- [What is needed]
Change every "vertical pole" in these records to "upright post" and copy out the records with nothing else altered.

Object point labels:
- - -

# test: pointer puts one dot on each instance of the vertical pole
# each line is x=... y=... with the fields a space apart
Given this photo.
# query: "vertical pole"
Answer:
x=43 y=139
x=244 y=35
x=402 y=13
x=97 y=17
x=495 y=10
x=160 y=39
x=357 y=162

- - -

- [Completed task]
# test: pointer puts one dot on each instance of the upright post
# each line is x=... y=... with the fields a space apart
Given this photo.
# query: "upright post"
Answer:
x=43 y=139
x=244 y=35
x=402 y=13
x=97 y=17
x=495 y=10
x=160 y=39
x=357 y=162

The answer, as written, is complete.